Instructions to follow
Copy out every line of the location labeling records word for word, leaving out the pictures.

Location labeling records
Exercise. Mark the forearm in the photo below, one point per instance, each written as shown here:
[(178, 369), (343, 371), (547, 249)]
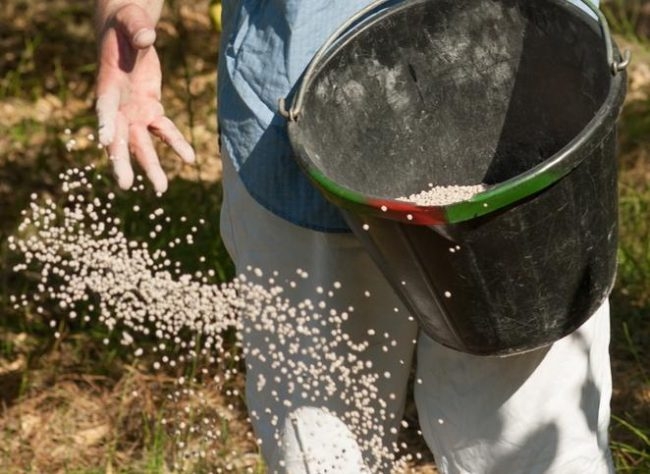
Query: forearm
[(106, 9)]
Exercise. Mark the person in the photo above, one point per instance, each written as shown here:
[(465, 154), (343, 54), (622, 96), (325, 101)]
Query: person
[(546, 411)]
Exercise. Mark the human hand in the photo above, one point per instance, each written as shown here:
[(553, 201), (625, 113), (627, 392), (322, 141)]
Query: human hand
[(128, 97)]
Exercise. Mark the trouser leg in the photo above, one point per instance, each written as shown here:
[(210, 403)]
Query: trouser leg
[(308, 429), (545, 411)]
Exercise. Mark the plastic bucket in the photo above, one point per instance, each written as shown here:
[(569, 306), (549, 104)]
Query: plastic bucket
[(520, 95)]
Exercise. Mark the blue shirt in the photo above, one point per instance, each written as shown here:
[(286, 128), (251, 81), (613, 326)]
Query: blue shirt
[(265, 47)]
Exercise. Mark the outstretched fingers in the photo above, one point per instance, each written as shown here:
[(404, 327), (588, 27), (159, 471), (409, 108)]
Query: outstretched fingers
[(136, 24), (118, 151), (143, 149), (167, 131), (107, 106)]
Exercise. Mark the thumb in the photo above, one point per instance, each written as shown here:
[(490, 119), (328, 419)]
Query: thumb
[(137, 25)]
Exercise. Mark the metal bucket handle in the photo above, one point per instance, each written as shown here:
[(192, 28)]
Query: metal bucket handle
[(292, 113)]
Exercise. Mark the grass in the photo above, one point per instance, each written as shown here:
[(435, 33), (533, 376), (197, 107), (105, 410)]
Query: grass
[(68, 403)]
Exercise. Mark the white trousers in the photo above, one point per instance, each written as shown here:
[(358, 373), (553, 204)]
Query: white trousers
[(546, 411)]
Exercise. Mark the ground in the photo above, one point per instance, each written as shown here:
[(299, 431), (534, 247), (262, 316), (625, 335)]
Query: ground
[(74, 404)]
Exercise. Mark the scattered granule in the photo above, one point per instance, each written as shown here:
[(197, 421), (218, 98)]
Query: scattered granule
[(444, 195)]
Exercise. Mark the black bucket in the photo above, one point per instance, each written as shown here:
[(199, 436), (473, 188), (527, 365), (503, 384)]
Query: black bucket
[(522, 95)]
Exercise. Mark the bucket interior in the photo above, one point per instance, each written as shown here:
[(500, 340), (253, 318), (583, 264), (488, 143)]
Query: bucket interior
[(453, 92)]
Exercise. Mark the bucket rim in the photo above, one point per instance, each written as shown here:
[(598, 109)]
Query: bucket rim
[(495, 197)]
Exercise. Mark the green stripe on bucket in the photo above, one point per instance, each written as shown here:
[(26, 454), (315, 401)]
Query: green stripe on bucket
[(501, 196)]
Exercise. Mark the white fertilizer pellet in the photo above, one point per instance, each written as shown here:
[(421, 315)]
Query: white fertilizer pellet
[(88, 268), (444, 195)]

The reply
Exercise. Mark the forearm in the photo below, one point per instance, each written as shown here:
[(178, 369), (343, 371), (547, 249)]
Query: forearm
[(106, 9)]
Exercise. Mark the person in the photo above, one point per instance, each written as shown here:
[(465, 154), (343, 54), (622, 96), (325, 101)]
Query: person
[(546, 411)]
Exercise. Mark the human hand in the photo above, one point per instance, each written as shown here:
[(553, 201), (625, 113), (627, 392), (322, 141)]
Query: human hand
[(128, 97)]
Exercise. Mark the trouser leg in the photo above, one point per instance, each written as shown here:
[(210, 403)]
Query: trouser leg
[(308, 429), (545, 411)]
Exercise. Mark the plastic bucket in the photo above, one point per instance, each written as shown here:
[(569, 306), (549, 104)]
Query: plastic bucket
[(520, 95)]
Exercise. Mark the blue shirt in the photo above, one point per instance, each written as shown here:
[(286, 128), (251, 81), (613, 326)]
Query: blue shirt
[(265, 47)]
Exercise. Mark the outstretched fingers in the photo above, one point per instance, each written as shown here:
[(404, 327), (588, 27), (159, 471), (409, 108)]
Query: outstretched fingers
[(136, 24), (118, 151), (143, 149), (167, 131), (107, 106)]
Exercise. Mark the thumb in the photo above, one point per instance, each written as shown here:
[(490, 119), (328, 419)]
Query: thumb
[(137, 25)]
Exercise. Mark the metal bucket handle in the photo above, one point per instance, each written as shown here:
[(192, 28)]
Query: metal bucket handle
[(292, 113)]
Exercise. Mark the grass in the photo above, one point per instance, each written as shown here:
[(435, 33), (533, 376), (197, 107), (105, 410)]
Query: grass
[(68, 403)]
Exercise. Mark the white trousers in the photo above, one point per instance, each written as shown here:
[(358, 373), (553, 204)]
Query: white trousers
[(546, 411)]
Exercise. Mark the ground in the photo above, one point per instance, each written as shown here:
[(299, 431), (534, 247), (262, 316), (625, 335)]
Query: ground
[(74, 404)]
Exercise. Mark the scattered granule in the photo above, one point per instance, each written as shown here:
[(197, 421), (218, 98)]
Query: scattered granule
[(444, 195)]
Exercise. Mark the black bucket in the photo above, one point per instance, each written as shown here:
[(199, 436), (473, 188), (527, 365), (503, 384)]
Query: black bucket
[(522, 95)]
Exercise. Mark the bucket interior in the photo above, one point per instance, each written as shown here:
[(500, 340), (253, 318), (583, 264), (488, 143)]
Query: bucket interior
[(453, 92)]
Exercise. Mark the bucket rim in the photo above, one point per instance, each written as shown here:
[(598, 109)]
Query: bucket rim
[(495, 197)]
Exercise. Mark the green stripe on bucket in the photo above, one point per instance, each written as shown here:
[(26, 454), (315, 401)]
Query: green stripe on bucket
[(501, 196)]
Exercise. Mark the white fertilizer pellet in the photo above, one point per instance, each written as shown here:
[(421, 315)]
Query: white fertilizer pellet
[(88, 268), (444, 195)]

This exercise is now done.